* **Extracted text**
(begin)

Our Image Generation Model is Cursed
We have a serious problem with our image generation model we use for content and art creation.
The issue is the recursive nature of the model tuning means that new user prompts can be used for new generations in real-time.
Doesn’t sound like an issue but this means immoral biases, explicit ideas and more can grow within our model. The more things like this are prompted, the more likely it is to show up in the future images.
In this article brief, we discuss the changes we made to TEV1, how we arrived at this issue and how we intend to fix it.
“What Did You Do!”
We didn’t do anything but try to improve the process of providing prompts for guiding future generations.
Now, generations are embedded and stored in a vector database which is then used for future generations which creates this infinite feedback loop.
Prior to the change, we had a sizable but fixed vector store of image prompts which we referenced at inference. The generations were becoming stale and predictable so we needed to make it more dynamic but we were unaware of inherent issues we would be creating.
The Issues
Recency Bias and Parochialism
The TEV1 has this issue now where if you prompt something unique like “I lost my marbles, insanity”, you will get something like this.
It’s not an issue because this an interesting depiction but due to the fact the prompt used to create the image is stored for future generations. The exact same prompt and visual interpretation will be used again!

(end)

* **Task instructions**
A. From the post about the image model, quote the passage starting with "Doesn’t sound like" and going on through "infinite feedback loop.".
B. Answer these questions using the post about the image model:
(i) What name does the post give the model?
(ii) Before the change, what did the model reference at inference?
(iii) Why did the team need to make the model more dynamic?
C. Keep writing the post about the image model, starting right after its last sentence.
The records that follow the post have nothing to do with any of this.

* **Excerpted records**

(begin)

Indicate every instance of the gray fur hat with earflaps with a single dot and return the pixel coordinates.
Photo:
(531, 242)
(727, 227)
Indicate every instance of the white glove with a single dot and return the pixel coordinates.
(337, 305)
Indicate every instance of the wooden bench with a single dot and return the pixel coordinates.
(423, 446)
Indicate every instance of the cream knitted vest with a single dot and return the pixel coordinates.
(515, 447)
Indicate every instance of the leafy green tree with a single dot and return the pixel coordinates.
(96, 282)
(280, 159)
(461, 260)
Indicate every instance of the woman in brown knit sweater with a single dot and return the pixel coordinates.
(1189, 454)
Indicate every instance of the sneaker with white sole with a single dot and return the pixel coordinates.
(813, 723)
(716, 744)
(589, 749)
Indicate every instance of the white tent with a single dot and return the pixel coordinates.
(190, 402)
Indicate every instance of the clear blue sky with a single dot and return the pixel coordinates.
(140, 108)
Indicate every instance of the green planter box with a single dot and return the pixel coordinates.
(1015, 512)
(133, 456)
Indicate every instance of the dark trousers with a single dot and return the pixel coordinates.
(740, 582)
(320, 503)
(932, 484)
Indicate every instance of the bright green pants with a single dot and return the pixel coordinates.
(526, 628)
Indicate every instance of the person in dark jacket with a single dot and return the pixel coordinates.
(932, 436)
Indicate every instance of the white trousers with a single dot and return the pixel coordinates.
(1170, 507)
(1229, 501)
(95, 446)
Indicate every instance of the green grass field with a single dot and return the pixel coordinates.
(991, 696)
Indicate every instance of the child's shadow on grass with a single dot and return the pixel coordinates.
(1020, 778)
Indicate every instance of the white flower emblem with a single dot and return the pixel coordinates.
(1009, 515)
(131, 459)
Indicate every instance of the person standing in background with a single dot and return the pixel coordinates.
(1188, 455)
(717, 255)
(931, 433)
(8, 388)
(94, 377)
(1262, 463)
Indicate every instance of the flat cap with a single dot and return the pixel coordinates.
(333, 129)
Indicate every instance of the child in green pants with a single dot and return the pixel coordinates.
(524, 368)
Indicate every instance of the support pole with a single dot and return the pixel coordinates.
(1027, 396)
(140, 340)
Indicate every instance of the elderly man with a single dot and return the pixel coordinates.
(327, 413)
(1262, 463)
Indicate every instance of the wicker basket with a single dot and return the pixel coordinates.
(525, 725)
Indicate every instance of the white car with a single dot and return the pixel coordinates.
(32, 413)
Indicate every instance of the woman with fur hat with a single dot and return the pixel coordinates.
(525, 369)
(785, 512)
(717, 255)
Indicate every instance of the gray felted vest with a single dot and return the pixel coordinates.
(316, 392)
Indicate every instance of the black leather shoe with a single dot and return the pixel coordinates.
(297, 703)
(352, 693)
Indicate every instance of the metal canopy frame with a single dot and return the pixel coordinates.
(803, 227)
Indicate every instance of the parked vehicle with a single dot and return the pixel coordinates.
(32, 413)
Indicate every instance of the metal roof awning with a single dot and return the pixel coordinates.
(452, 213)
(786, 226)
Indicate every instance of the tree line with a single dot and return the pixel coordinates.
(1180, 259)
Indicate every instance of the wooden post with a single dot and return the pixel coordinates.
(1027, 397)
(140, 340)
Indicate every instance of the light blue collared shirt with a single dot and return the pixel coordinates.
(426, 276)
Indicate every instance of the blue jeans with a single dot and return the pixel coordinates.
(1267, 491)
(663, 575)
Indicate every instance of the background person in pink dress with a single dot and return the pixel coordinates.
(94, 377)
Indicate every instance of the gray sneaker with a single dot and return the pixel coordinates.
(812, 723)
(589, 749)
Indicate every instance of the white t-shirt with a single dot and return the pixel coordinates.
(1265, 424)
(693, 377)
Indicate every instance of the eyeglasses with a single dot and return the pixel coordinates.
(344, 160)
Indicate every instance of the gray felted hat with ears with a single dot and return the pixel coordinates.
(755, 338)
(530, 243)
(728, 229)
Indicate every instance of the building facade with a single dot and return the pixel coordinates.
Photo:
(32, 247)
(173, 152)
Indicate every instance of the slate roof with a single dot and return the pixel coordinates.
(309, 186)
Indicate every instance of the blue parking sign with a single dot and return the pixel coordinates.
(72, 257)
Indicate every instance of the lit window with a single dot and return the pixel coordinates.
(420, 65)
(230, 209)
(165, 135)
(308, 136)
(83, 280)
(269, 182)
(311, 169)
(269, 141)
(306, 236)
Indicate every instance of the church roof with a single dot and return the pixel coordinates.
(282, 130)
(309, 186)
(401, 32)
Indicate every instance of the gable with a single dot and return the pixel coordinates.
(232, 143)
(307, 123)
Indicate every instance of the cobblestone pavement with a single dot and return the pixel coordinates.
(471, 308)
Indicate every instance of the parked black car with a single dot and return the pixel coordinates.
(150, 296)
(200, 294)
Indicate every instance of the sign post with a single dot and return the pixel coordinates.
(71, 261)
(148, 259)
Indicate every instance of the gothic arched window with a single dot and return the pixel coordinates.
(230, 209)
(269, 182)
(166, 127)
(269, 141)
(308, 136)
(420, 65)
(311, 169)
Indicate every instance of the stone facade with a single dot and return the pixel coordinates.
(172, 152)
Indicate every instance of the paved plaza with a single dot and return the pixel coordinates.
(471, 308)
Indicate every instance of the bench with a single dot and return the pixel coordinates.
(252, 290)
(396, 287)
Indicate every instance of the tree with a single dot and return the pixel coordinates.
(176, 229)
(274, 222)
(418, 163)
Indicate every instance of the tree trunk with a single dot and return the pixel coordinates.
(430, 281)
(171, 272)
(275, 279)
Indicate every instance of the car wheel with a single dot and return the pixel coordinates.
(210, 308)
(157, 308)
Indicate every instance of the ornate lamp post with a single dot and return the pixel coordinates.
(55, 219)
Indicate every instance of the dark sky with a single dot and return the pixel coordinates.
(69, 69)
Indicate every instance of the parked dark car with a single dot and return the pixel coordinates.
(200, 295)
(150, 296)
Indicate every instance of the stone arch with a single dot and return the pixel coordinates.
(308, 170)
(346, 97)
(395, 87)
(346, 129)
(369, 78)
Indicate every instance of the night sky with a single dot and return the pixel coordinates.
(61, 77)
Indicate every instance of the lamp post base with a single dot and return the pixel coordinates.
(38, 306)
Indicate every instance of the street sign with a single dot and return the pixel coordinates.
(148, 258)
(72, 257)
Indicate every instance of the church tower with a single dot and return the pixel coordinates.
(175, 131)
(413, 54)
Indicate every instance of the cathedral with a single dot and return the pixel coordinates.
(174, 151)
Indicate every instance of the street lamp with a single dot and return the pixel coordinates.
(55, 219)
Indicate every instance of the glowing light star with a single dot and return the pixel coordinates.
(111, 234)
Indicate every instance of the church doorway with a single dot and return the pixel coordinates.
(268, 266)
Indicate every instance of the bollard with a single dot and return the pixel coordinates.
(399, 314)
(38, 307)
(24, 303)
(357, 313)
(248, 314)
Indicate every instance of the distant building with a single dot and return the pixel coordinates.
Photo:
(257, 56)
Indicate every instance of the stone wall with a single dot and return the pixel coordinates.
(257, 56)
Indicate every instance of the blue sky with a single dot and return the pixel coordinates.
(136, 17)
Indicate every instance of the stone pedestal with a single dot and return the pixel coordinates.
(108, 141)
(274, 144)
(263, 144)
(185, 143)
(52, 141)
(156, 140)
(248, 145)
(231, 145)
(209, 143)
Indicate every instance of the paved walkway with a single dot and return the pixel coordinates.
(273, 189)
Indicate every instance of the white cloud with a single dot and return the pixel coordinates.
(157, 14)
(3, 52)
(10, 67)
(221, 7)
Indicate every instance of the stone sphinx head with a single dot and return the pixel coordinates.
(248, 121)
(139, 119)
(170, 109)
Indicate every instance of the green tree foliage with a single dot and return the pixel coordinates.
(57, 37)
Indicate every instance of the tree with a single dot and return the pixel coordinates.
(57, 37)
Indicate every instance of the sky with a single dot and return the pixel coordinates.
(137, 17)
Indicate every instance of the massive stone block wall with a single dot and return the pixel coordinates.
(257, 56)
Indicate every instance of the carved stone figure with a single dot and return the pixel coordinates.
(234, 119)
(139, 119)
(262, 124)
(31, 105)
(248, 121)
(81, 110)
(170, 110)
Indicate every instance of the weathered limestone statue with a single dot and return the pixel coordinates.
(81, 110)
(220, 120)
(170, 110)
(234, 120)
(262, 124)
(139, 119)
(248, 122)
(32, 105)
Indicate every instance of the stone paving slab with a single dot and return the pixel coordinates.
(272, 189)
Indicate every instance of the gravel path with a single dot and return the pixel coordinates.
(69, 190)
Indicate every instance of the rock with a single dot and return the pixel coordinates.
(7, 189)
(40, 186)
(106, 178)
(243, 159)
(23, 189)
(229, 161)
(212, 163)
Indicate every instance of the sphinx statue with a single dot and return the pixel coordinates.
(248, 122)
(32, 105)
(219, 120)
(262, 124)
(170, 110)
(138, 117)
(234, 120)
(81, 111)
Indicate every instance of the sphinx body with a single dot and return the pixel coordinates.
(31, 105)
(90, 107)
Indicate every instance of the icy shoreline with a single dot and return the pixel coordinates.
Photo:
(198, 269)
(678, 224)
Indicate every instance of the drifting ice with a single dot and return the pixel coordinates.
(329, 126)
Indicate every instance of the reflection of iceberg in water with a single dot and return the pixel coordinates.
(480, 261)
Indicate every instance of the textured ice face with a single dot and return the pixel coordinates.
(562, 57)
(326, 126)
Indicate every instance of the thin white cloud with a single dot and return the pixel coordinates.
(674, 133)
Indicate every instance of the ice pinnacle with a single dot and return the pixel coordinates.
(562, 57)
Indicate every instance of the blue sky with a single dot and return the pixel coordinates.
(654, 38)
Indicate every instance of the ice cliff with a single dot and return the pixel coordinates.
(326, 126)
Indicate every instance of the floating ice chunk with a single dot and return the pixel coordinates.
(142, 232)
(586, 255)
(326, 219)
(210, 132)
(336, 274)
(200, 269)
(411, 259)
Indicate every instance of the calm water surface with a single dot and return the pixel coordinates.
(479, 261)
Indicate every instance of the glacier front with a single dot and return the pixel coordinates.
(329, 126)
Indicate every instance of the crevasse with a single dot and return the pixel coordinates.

(end)

* **Answers to the exercises**
A.
Doesn’t sound like an issue but this means immoral biases, explicit ideas and more can grow within our model. The more things like this are prompted, the more likely it is to show up in the future images.
In this article brief, we discuss the changes we made to TEV1, how we arrived at this issue and how we intend to fix it.
“What Did You Do!”
We didn’t do anything but try to improve the process of providing prompts for guiding future generations.
Now, generations are embedded and stored in a vector database which is then used for future generations which creates this infinite feedback loop.

B.
(i) TEV1
(ii) A sizable but fixed vector store of image prompts
(iii) The generations were becoming stale and predictable.

C.
This was not an issue prior to the update
The app exhibits a significant and counter-productive recency limiting the theme exploration.
A Lack of Coherence
Since it’s recursively using the same prompts and exploring them more and more, trying to make them more unique, it’s leading to increasingly incoherent images.
Such incoherence is not typical of our generations but it just shows how biases manifest visually into unpleasant visual experiences.
There is a fine line with art when it goes from “wow, that’s interesting” to “what is that?”😵
Echo Chamber Analogy — Studying for an Exam
Imagine you’re studying for an exam and you had a set of practice questions with answers.
You’re self-grading your answers and then you store both the questions and answers in your notebook for future reference.
What if your answers are wrong? Doesn’t matter you’re gonna use it anyways because that’s the plan. You will end up revising potentially wrong answers and then you have an issue.
That’s exactly what we have happening with our image generation model. A recursive AI model needs a process of evaluation to ensure information we are storing is actually valid.
In the case of revision, you would normally consult a tutor or at least check using a textbook or other materials to see if your answers are correct!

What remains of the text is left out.